RECORDS FOR THIS EXERCISE
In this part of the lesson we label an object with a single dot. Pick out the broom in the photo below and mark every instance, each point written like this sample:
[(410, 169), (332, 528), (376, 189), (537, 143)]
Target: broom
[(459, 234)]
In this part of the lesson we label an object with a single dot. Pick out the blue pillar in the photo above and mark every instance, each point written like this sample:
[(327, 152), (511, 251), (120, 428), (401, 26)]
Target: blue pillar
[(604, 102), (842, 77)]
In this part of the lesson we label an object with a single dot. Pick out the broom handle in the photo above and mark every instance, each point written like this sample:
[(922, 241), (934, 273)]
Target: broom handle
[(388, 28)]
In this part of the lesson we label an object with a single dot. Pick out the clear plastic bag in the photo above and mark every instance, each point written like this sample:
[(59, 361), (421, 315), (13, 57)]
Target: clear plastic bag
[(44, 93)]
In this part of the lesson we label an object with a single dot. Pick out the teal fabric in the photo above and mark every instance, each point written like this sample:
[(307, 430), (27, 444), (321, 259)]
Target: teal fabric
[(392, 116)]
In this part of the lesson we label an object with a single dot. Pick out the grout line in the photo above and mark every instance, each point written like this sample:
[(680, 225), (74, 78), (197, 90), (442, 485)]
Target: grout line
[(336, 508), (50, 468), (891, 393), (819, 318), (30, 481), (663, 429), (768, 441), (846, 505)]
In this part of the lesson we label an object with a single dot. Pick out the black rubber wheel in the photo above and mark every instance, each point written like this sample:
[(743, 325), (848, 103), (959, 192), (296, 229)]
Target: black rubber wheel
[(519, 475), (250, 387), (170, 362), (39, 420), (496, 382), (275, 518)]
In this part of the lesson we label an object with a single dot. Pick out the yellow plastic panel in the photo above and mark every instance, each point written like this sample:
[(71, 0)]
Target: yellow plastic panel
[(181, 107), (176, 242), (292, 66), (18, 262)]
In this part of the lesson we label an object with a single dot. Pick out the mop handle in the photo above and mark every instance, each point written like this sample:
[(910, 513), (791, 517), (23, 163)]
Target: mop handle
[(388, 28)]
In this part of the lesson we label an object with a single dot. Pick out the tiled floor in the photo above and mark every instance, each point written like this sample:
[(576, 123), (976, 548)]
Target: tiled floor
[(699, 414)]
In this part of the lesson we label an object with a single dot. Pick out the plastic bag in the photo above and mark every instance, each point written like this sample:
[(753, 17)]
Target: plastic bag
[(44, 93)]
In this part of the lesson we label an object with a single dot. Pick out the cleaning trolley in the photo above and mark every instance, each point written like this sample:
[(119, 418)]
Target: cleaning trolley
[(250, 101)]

GIVEN INSTRUCTION
Rewrite everything from the start of the records down to the line containing "[(604, 102), (842, 77)]", requests included, and shift each answer coordinate by adding 101 to both of its numbers.

THE ANSWER
In this part of the lesson we label an object with a single dot. Pick out the broom in the photo below and mark every instance, each point written like this sample:
[(410, 169), (332, 528), (376, 189), (537, 143)]
Target: broom
[(560, 335)]
In this part of the lesson we label an object with a single dot. Pick out the blue pillar in the photo above and mark every instance, each point written like this sample:
[(327, 152), (511, 251), (120, 428), (401, 26)]
Target: blue pillar
[(705, 203), (943, 178)]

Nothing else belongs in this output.